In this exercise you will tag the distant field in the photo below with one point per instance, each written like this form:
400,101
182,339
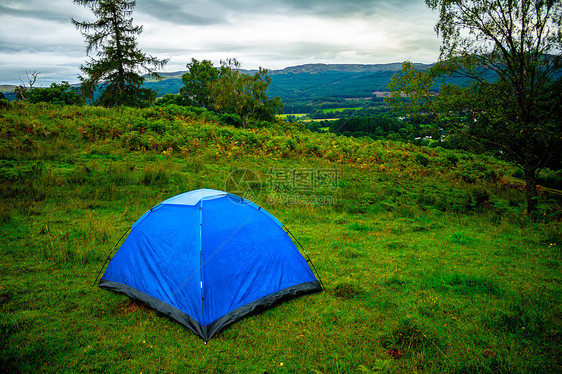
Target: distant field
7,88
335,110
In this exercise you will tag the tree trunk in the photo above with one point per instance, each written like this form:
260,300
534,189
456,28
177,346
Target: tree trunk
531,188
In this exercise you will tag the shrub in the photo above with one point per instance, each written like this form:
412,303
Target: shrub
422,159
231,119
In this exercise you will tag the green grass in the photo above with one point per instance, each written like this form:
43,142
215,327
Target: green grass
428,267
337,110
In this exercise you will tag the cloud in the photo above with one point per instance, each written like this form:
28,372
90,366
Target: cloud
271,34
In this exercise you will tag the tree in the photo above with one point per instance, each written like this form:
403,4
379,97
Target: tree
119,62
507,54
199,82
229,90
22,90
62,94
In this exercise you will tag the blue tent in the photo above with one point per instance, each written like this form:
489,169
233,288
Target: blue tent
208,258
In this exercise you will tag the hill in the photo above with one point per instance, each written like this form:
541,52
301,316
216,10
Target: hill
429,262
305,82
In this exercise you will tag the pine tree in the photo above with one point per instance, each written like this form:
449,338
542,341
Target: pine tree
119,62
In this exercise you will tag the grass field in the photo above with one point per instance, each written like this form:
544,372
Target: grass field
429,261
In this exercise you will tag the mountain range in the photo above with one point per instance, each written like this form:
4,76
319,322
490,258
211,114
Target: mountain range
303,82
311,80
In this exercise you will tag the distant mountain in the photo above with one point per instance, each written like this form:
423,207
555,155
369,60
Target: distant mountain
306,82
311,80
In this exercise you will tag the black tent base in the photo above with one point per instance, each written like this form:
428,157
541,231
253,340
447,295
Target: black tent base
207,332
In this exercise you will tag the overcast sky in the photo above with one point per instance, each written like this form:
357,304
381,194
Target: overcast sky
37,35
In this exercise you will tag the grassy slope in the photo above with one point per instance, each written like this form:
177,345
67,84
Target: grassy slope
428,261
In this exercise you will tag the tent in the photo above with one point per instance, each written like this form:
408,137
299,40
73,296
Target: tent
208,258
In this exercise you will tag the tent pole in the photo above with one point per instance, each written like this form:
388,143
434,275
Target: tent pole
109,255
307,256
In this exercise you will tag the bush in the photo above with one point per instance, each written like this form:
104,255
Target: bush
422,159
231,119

Problem to solve —
Copy out all of the records above word for word, leaving out the picture.

Solution —
In this exercise you will tag the distant field in the photo below with one point per instance, each written like this form:
400,101
182,339
Target: distant field
7,88
335,110
In this exercise you will tag the tree trunk in the photo above with one point per instance, each written like this form:
260,300
534,189
456,28
177,346
Target: tree trunk
531,188
In this exercise you will tag the shrub in the photo above with one point per instance, each written like this form:
412,303
Target: shrub
422,159
231,119
In this exercise you will tag the green grass in the photo above with one point per instance, each written like this form:
43,142
215,327
Target: green grass
428,267
337,110
In this exercise you will tag the cloud in the photo above with one point per instance, each written like this form:
28,372
90,366
Target: cloud
271,34
In this exercise you will tag the tree in the photo above with one point per instance, each written like this form:
403,4
379,97
Target: tree
119,62
507,54
199,82
229,90
22,90
62,94
In this exercise you will tag the blue tent in the photo above with one point per instance, each written like this form:
489,169
233,288
Target: blue tent
208,258
In this exercise you will tag the hill in the photo above with one point per instance, each written like this form:
541,52
301,316
216,10
Target: hill
429,262
305,82
In this exercise you will tag the pine tree in the photo above with one point per instance, each written like this form:
449,338
542,341
Target: pine tree
119,62
In this exercise you will tag the grass field in the photo above with one point per instance, each written like this form:
544,372
Target: grass field
429,261
In this exercise you will tag the mountain range in the photo above with one point per instance, each written like this form:
4,76
319,322
490,258
211,114
Target: mountain range
303,82
311,80
In this exercise you will tag the distant mountain in the photo above with one point per instance, each written like this form:
423,207
555,155
369,60
Target: distant mountain
306,82
311,80
In this exercise you will tag the black tent base in the photo above with one point per instance, each written like this form:
428,157
541,231
253,340
447,295
Target: black tent base
207,332
In this exercise you will tag the overcast sky in the photo above with one point per instance, each written like this form:
357,304
381,194
Target: overcast sky
37,35
In this exercise you will tag the grassy slope in the photo above with one point per instance, each written like this form:
177,345
67,84
Target: grassy slope
428,261
In this exercise you will tag the tent in the photo above with one point per instance, each written like this form:
408,137
299,40
73,296
Target: tent
208,258
In this exercise you will tag the tent pole in the photo above with one point per instance, each written like this form:
388,143
434,275
Target: tent pole
109,255
307,256
In this exercise you will tag the bush in the photo above with one point per instance, each written like this form:
104,255
Target: bush
422,159
231,119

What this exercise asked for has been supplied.